Copy out the complete listing, word for word.

Records from a dataset
--- Start ---

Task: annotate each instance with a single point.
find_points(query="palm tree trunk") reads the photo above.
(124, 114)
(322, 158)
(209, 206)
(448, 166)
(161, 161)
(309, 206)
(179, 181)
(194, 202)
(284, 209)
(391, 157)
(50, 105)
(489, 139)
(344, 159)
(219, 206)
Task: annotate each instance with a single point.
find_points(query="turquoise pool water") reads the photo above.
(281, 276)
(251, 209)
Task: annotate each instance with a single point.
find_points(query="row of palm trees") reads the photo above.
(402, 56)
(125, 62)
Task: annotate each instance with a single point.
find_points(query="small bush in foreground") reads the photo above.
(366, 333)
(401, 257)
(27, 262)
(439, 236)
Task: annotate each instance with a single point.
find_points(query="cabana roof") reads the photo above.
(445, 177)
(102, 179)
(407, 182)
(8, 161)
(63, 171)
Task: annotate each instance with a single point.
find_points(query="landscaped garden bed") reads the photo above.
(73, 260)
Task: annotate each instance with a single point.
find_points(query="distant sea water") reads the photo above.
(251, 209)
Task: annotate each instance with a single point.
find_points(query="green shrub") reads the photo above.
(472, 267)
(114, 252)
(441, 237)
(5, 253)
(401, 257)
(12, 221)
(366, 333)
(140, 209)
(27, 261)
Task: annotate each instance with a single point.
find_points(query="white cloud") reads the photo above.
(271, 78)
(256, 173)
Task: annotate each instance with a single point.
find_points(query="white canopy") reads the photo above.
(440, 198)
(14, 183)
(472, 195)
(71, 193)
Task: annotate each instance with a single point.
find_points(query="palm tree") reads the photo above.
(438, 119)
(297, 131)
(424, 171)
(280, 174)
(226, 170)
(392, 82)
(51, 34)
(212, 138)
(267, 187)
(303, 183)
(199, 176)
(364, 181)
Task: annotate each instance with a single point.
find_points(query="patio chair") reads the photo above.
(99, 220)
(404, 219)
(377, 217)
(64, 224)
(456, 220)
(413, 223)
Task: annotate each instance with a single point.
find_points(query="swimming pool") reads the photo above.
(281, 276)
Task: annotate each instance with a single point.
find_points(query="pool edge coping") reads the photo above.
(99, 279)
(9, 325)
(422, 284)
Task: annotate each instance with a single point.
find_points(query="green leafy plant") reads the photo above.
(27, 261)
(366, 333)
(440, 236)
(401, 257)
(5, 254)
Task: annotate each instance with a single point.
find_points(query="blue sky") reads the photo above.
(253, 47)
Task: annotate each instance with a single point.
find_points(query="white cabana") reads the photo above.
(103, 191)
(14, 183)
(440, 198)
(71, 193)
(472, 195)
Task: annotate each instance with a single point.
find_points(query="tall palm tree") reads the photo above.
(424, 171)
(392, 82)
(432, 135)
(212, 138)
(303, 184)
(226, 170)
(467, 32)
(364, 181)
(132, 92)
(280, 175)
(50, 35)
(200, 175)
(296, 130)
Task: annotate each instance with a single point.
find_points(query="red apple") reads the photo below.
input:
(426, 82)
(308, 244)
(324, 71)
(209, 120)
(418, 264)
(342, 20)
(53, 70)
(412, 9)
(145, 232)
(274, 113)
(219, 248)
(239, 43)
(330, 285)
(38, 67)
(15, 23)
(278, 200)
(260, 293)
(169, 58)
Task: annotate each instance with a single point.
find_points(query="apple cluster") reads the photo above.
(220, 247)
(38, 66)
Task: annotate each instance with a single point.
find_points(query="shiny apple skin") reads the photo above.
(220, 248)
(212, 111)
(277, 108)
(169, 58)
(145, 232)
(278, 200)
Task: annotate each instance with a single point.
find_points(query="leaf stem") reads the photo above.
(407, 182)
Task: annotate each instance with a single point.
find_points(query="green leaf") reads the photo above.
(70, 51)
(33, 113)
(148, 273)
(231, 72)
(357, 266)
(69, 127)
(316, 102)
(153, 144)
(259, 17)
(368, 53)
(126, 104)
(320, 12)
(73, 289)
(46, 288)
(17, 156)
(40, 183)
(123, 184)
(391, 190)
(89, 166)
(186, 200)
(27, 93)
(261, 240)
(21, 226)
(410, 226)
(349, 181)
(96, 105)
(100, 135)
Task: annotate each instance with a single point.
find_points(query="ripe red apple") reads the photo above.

--- End ---

**TASK RESPONSE**.
Task: annotate each instance with a single point.
find_points(query="palm tree trunk") reads the photo above.
(124, 114)
(322, 158)
(209, 206)
(448, 166)
(161, 161)
(309, 206)
(179, 181)
(194, 202)
(284, 209)
(391, 157)
(50, 105)
(489, 139)
(344, 159)
(219, 206)
Task: annotate each instance with a single point.
find_points(query="turquoise pool water") reads the photo above.
(281, 276)
(251, 209)
Task: annotate each instance with a single point.
find_points(query="row of palm trees") reads the photo above.
(402, 56)
(125, 62)
Task: annotate each instance with a single point.
find_points(query="small bush in foreground") reads the photo above.
(366, 333)
(401, 257)
(27, 262)
(439, 236)
Task: annotate each instance with a single point.
find_points(query="cabana roof") reads the photo above.
(445, 177)
(102, 179)
(407, 182)
(8, 161)
(63, 171)
Task: annotate each instance with a single point.
find_points(query="landscaped garden bed") reads the photo above.
(73, 260)
Task: annotate each instance with a single point.
find_points(query="distant sea water") reads the photo above.
(251, 209)
Task: annotate each instance with a single point.
find_points(query="green shrub") reads the photo above.
(472, 267)
(114, 252)
(441, 237)
(5, 253)
(401, 257)
(12, 221)
(366, 333)
(140, 209)
(27, 261)
Task: annotate each instance with a single point.
find_points(query="white cloud") reads the photo above.
(271, 78)
(256, 173)
Task: annotate each instance with a single point.
find_points(query="white canopy") reads the photo above.
(440, 198)
(14, 183)
(472, 195)
(71, 193)
Task: annotate each instance with a single point.
find_points(query="palm tree") reads the photo above.
(438, 119)
(297, 131)
(424, 171)
(280, 174)
(226, 170)
(392, 82)
(51, 34)
(212, 138)
(267, 187)
(303, 183)
(199, 176)
(364, 181)
Task: annotate each instance with a single point.
find_points(query="patio chair") reads the photo above.
(99, 220)
(404, 219)
(377, 217)
(64, 224)
(456, 220)
(413, 223)
Task: annotate each instance with a single point.
find_points(query="swimming pool") reads the photo above.
(281, 276)
Task: annotate each instance with a single point.
find_points(query="pool edge coping") reads the photo above.
(99, 279)
(9, 325)
(422, 284)
Task: annotate each instance with a single point.
find_points(query="green leafy plant") reads the photo above.
(27, 261)
(366, 333)
(440, 236)
(401, 257)
(5, 254)
Task: annotate each instance with a single point.
find_points(query="blue sky") reads the photo above.
(253, 47)
Task: annotate each instance with a single point.
find_points(query="white cabana") reads the photo above.
(103, 191)
(14, 183)
(440, 198)
(71, 193)
(472, 195)
Task: annotate each instance with a single point.
find_points(query="tall palm tree") reads the photo above.
(424, 171)
(392, 82)
(432, 135)
(212, 138)
(303, 184)
(226, 170)
(467, 32)
(364, 181)
(132, 92)
(280, 175)
(50, 35)
(200, 175)
(296, 130)
Task: annotate each instance with a single point.
find_points(query="red apple") reads the photo below.
input:
(426, 82)
(308, 244)
(324, 71)
(209, 120)
(418, 264)
(342, 20)
(53, 70)
(412, 9)
(145, 232)
(274, 113)
(219, 248)
(239, 43)
(330, 285)
(38, 67)
(15, 23)
(278, 200)
(260, 293)
(169, 58)
Task: annotate each instance with a single point.
find_points(query="apple cluster") reads the photo above.
(220, 247)
(38, 66)
Task: annotate each instance with a single point.
find_points(query="shiny apple skin") reads the photo above.
(220, 248)
(212, 111)
(277, 108)
(169, 58)
(145, 232)
(278, 200)
Task: annotate each instance with a single point.
find_points(query="leaf stem") reads the photo above.
(407, 182)
Task: annotate each instance with a single point.
find_points(query="green leaf") reads the photo above.
(70, 51)
(33, 113)
(148, 273)
(231, 72)
(357, 266)
(69, 127)
(316, 102)
(153, 144)
(259, 17)
(368, 53)
(126, 104)
(320, 12)
(73, 289)
(46, 288)
(17, 156)
(40, 183)
(123, 184)
(391, 190)
(89, 166)
(186, 200)
(27, 93)
(261, 240)
(21, 226)
(410, 226)
(349, 181)
(96, 105)
(100, 135)
Task: annotate each instance with a single point.
find_points(query="ripe red apple") reads the photo above.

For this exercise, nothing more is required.